PROBLEM A. Please put the lines of the records below, from the line containing "One point belongs on each instance of the small" through the last line of the records, into a Markdown table with the columns Row and Line. Leave out blank lines.

SELECTION.
Ninong Ry is here to give you another Negosyo (business) idea so you don't have to ask me gifts anymore. So, we're gonna be making Spanish Style Sardines - spoiled?
- But we'll make one using baby milk fish. - it's not sardines anymore!
- so let's cut it! [music] Spanish Style Milk Fish. Are you okay with it?
- perfect! My father taught me this.
Put some rubber for protection. Guys, always use "rubber." Goma?
[laughs] Oh, Goma cooks too!
- agree! Goma, #bakanaman! I love your watches!
He has a lot of watches too. For those who don't know, we're talking about Mr. Richard Gomez. Put his picture here since we look alike. It has scales, but I'm not sure if you can remove it. We want an intact fish meat. It also has fish tail. Cut it out so it won't swim. Some people cook this as a whole, some of them remove the head. But for me, since this is for business, I will cut it on half so it will look a lot. As a matter of face, you can eat the head. Just in case you didn't know. - do you eat the head?
- Of course! As long as it's soft... Cut it in half. This is for DJ Khaled, "anotha one". No, I'm just alluding DJ Khaled.
DJ Khaled, #bakanaman! - it should be in English.
- DJ Khaled, #maybeIf! We'll transfer these into a bowl, and we'll put some salt. Hand me the salt, my hands smells fishy. - so handsome!
- you put some salt here. You're good at putting salt! Let's give these a good rub of salt, because this is our only chance of putting saltiness on these. We also need to draw out some moisture on these so, the fish meat will be firm. The idea behind this is that we will extract its moisture overnight using salt. But ideally, you can do this in 30 minutes only.
- is it too quick? You can do this in just 2 mins, just make sure you prepared it thoroughly. But anyway, let's set this aside while
we prepare our veggies. Can you get this one?

PROBLEM B. Transcribe the transcript above from "[laughs] Oh, Goma" to "alluding DJ Khaled.".

EXERCISE INPUT.
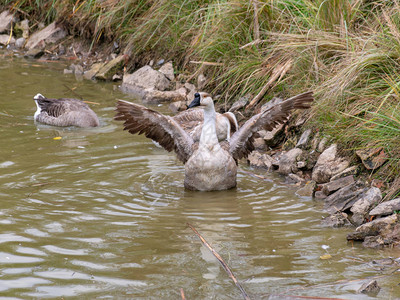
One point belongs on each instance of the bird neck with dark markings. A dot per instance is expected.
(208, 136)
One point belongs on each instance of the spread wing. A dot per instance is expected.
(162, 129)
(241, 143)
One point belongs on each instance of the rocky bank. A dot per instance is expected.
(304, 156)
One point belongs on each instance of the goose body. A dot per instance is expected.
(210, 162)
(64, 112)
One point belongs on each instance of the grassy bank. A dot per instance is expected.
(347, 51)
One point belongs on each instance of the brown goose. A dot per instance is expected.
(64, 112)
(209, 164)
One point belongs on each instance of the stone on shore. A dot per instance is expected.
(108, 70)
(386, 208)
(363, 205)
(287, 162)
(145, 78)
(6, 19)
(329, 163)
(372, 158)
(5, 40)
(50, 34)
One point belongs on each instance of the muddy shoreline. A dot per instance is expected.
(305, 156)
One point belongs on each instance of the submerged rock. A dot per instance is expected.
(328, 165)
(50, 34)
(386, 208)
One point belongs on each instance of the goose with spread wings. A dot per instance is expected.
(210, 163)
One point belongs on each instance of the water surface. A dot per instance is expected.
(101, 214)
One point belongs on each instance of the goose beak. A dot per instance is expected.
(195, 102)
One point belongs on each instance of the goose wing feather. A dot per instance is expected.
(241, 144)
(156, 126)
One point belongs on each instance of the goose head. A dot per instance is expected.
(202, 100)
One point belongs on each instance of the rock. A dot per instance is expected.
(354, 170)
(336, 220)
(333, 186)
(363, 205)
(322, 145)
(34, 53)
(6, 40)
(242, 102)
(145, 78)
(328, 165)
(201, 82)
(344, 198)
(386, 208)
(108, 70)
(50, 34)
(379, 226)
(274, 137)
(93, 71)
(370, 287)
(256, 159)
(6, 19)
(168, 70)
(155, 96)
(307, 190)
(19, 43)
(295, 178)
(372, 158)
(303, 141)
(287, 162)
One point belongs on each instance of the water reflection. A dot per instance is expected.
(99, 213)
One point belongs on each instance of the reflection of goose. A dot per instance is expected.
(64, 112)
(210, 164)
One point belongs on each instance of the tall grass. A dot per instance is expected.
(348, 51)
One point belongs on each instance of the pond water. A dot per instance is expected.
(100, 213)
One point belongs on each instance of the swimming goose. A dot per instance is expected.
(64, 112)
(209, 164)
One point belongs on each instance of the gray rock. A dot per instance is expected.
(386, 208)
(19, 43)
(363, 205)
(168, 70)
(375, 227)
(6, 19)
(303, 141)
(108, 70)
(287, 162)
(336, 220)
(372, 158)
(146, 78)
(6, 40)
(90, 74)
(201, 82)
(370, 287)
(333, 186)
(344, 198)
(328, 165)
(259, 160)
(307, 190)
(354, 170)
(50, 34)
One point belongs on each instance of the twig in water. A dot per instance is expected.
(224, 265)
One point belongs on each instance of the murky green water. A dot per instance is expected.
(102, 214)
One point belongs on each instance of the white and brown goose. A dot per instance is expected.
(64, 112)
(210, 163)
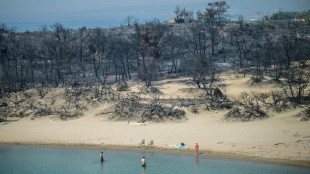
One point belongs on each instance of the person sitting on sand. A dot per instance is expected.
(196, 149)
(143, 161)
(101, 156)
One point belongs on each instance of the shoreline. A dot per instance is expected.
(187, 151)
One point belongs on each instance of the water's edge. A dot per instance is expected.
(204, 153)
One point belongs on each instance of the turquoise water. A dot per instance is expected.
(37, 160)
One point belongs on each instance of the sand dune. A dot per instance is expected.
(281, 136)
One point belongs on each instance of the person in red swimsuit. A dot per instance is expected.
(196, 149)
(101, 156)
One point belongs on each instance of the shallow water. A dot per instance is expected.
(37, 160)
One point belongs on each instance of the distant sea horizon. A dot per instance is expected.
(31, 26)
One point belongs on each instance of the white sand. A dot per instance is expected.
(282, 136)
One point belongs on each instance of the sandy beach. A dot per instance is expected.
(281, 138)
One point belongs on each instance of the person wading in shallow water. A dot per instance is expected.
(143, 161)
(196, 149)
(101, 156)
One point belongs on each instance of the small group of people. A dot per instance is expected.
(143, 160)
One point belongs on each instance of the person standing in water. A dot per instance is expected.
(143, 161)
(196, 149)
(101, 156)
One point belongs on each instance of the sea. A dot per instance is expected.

WORKED ANSWER A.
| Row | Line |
|---|---|
| 1 | One point belongs on each instance of the small group of people. A dot per instance is expected. |
| 2 | (143, 160) |
| 3 | One point belongs on each instance of the person standing in water. A dot per instance is expected. |
| 4 | (143, 161) |
| 5 | (196, 149) |
| 6 | (101, 156) |
| 7 | One point belongs on each instance of the sea. A dot per instance is expected. |

WORKED ANSWER B.
[laughs] Oh, Goma cooks too!
- agree! Goma, #bakanaman! I love your watches!
He has a lot of watches too. For those who don't know, we're talking about Mr. Richard Gomez. Put his picture here since we look alike. It has scales, but I'm not sure if you can remove it. We want an intact fish meat. It also has fish tail. Cut it out so it won't swim. Some people cook this as a whole, some of them remove the head. But for me, since this is for business, I will cut it on half so it will look a lot. As a matter of face, you can eat the head. Just in case you didn't know. - do you eat the head?
- Of course! As long as it's soft... Cut it in half. This is for DJ Khaled, "anotha one". No, I'm just alluding DJ Khaled.